***** Input for this task *****

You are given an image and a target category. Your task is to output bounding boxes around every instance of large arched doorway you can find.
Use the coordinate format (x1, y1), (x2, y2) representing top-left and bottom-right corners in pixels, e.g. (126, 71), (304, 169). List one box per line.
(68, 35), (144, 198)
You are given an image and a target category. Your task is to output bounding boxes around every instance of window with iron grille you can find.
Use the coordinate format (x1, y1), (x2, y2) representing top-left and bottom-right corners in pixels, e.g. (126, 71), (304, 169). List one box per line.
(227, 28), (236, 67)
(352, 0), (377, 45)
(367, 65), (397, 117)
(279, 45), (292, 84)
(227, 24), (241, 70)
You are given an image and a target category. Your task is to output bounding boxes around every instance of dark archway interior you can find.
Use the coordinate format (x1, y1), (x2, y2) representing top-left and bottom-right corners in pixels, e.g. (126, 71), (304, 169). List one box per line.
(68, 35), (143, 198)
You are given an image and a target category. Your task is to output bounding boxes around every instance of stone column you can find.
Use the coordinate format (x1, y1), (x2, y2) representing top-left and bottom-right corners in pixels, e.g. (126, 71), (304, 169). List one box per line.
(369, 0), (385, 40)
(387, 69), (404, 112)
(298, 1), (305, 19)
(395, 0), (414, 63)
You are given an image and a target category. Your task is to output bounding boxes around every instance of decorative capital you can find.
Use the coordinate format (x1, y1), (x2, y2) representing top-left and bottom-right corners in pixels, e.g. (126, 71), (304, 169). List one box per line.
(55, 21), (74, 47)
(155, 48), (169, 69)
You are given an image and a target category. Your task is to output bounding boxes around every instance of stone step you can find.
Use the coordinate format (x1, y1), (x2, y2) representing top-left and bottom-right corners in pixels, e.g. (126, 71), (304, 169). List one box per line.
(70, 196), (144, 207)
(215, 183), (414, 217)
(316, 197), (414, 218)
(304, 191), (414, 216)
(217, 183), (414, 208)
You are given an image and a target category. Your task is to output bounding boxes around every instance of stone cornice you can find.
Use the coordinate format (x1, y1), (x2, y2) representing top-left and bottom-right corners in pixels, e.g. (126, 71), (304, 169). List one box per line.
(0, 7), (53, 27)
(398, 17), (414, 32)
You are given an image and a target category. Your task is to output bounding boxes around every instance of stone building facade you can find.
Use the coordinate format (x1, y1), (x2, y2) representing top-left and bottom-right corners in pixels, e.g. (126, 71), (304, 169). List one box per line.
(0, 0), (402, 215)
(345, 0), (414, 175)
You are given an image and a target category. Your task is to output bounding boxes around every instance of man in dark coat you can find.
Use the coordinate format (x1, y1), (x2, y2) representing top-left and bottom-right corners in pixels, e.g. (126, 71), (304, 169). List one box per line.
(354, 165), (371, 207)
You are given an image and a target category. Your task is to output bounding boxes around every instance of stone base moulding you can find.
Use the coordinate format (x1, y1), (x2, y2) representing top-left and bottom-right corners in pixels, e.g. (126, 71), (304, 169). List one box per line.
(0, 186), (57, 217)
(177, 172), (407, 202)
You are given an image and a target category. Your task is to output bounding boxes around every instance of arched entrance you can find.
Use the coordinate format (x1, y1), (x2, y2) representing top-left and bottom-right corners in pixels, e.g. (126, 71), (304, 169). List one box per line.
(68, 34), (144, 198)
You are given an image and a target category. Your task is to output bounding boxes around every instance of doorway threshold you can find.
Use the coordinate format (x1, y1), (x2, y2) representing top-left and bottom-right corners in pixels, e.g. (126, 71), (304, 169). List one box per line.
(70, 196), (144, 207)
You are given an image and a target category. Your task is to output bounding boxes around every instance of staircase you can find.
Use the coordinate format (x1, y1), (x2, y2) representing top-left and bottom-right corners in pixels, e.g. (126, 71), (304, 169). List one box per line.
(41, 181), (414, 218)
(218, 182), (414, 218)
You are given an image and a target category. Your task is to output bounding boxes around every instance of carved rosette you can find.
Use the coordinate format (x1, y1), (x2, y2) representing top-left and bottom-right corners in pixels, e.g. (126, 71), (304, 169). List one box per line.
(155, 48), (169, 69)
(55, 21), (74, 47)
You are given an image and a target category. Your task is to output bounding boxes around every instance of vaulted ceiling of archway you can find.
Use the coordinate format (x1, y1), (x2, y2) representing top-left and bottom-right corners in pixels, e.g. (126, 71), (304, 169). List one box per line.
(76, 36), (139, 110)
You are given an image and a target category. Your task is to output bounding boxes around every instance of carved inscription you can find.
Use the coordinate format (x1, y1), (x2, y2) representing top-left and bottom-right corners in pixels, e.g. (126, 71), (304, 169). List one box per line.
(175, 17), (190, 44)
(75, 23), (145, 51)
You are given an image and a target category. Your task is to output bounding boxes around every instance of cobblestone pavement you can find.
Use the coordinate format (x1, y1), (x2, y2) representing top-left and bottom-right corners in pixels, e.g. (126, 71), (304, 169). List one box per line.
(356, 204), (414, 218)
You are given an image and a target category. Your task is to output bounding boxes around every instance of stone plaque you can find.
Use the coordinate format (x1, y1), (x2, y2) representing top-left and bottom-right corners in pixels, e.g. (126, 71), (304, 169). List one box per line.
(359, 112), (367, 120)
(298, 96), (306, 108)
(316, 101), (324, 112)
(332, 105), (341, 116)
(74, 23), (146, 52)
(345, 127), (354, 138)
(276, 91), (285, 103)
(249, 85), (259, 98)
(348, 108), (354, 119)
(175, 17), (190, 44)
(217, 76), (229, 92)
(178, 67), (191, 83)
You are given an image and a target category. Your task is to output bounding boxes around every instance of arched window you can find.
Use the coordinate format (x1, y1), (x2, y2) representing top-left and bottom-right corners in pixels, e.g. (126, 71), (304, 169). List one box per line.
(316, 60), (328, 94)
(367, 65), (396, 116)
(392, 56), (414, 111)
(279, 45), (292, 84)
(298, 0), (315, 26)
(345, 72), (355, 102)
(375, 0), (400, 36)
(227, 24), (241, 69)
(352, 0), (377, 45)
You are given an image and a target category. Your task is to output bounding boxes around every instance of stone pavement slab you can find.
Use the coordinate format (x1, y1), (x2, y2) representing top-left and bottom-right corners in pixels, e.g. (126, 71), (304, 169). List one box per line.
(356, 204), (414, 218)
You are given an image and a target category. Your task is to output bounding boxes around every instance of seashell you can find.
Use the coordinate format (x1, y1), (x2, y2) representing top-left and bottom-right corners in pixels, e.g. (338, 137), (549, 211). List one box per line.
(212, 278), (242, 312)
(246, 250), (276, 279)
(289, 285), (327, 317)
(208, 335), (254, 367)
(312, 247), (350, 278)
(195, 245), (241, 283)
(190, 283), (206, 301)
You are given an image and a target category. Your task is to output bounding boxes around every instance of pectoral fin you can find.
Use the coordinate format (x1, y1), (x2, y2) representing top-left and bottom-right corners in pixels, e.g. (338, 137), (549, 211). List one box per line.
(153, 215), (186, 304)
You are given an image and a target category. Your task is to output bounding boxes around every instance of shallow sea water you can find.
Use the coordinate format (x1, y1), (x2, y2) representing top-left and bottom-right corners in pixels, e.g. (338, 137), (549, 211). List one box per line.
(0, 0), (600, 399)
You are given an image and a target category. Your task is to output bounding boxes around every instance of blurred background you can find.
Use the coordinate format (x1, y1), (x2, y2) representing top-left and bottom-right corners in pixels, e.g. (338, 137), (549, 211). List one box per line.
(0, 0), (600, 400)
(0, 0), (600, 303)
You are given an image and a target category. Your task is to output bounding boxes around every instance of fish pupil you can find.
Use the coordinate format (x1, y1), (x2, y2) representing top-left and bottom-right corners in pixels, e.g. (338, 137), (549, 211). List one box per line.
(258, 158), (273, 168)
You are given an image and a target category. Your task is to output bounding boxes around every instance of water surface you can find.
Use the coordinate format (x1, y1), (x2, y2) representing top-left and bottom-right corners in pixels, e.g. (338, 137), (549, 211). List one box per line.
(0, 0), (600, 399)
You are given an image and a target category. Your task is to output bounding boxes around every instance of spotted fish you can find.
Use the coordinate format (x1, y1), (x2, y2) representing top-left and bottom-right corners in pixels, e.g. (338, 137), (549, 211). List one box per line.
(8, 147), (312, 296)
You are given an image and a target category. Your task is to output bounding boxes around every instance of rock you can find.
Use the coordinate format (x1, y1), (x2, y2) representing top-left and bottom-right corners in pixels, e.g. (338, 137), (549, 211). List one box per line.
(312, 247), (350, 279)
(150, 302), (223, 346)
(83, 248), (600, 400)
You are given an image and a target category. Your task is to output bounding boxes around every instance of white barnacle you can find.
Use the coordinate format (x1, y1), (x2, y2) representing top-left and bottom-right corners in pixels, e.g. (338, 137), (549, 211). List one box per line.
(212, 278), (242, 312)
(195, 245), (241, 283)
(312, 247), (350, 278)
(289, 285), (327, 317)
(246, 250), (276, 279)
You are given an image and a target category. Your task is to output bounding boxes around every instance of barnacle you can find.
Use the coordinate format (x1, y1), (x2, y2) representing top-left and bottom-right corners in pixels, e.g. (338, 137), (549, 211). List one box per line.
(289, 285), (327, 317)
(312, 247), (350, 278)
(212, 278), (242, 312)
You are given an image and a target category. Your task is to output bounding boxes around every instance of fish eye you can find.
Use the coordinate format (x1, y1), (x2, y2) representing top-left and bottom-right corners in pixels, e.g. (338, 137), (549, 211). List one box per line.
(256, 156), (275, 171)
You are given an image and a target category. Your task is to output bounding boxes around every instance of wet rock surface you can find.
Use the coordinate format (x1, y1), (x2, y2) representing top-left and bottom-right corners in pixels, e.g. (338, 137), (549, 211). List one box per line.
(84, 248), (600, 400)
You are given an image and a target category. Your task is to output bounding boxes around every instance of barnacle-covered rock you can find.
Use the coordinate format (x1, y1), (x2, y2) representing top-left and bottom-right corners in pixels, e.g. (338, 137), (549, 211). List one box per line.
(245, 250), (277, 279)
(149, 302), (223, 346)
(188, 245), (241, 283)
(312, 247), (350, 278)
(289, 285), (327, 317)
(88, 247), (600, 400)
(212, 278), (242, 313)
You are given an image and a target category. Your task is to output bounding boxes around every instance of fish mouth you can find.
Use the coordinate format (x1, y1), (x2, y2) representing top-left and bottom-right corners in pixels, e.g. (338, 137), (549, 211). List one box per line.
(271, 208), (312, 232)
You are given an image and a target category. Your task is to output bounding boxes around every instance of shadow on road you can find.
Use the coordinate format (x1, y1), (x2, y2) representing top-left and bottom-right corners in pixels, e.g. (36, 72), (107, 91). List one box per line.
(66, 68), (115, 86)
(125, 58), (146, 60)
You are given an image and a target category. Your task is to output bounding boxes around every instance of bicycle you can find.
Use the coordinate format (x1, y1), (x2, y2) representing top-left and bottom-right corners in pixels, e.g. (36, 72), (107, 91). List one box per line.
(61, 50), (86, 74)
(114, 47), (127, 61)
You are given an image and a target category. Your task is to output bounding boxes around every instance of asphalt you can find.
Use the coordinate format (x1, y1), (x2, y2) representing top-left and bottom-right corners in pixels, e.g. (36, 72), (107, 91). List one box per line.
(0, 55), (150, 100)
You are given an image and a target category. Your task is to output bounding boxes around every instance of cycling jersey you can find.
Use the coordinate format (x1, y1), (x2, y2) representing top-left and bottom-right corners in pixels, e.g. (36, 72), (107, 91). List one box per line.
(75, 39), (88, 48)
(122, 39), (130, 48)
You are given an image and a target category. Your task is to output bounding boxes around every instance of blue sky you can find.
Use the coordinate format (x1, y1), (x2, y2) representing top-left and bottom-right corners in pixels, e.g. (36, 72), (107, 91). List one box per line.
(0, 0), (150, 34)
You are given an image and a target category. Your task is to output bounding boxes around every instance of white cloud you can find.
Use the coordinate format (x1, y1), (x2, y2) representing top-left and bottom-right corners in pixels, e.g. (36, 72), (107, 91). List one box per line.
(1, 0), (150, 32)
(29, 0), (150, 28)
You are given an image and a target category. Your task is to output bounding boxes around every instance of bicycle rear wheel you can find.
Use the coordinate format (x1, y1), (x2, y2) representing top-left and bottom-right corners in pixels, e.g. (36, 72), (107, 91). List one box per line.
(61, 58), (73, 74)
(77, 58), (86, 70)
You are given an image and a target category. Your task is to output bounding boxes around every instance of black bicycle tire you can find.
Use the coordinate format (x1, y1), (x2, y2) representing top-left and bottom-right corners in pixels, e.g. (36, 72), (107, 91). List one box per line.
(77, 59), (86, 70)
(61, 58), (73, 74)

*****

Stated task
Reproduce the material beginning at the line that has "barnacle-covered rock you can find." and stopping after the line that has "(212, 278), (242, 313)", swapping "barnacle-covered rock" for "coral-encrusted rock" and leaving everything else unchanged.

Problem solution
You are given an image and a target category. Your task is to output bounding boxes around every instance of coral-encrusted rock you can find.
Use the coordinate format (x1, y1), (x2, y2) representing top-left and bottom-right corners in pixels, e.g. (338, 137), (549, 211). List one box per line.
(245, 250), (277, 279)
(149, 302), (223, 346)
(188, 245), (241, 283)
(312, 247), (350, 278)
(289, 285), (327, 317)
(88, 247), (600, 400)
(212, 278), (242, 313)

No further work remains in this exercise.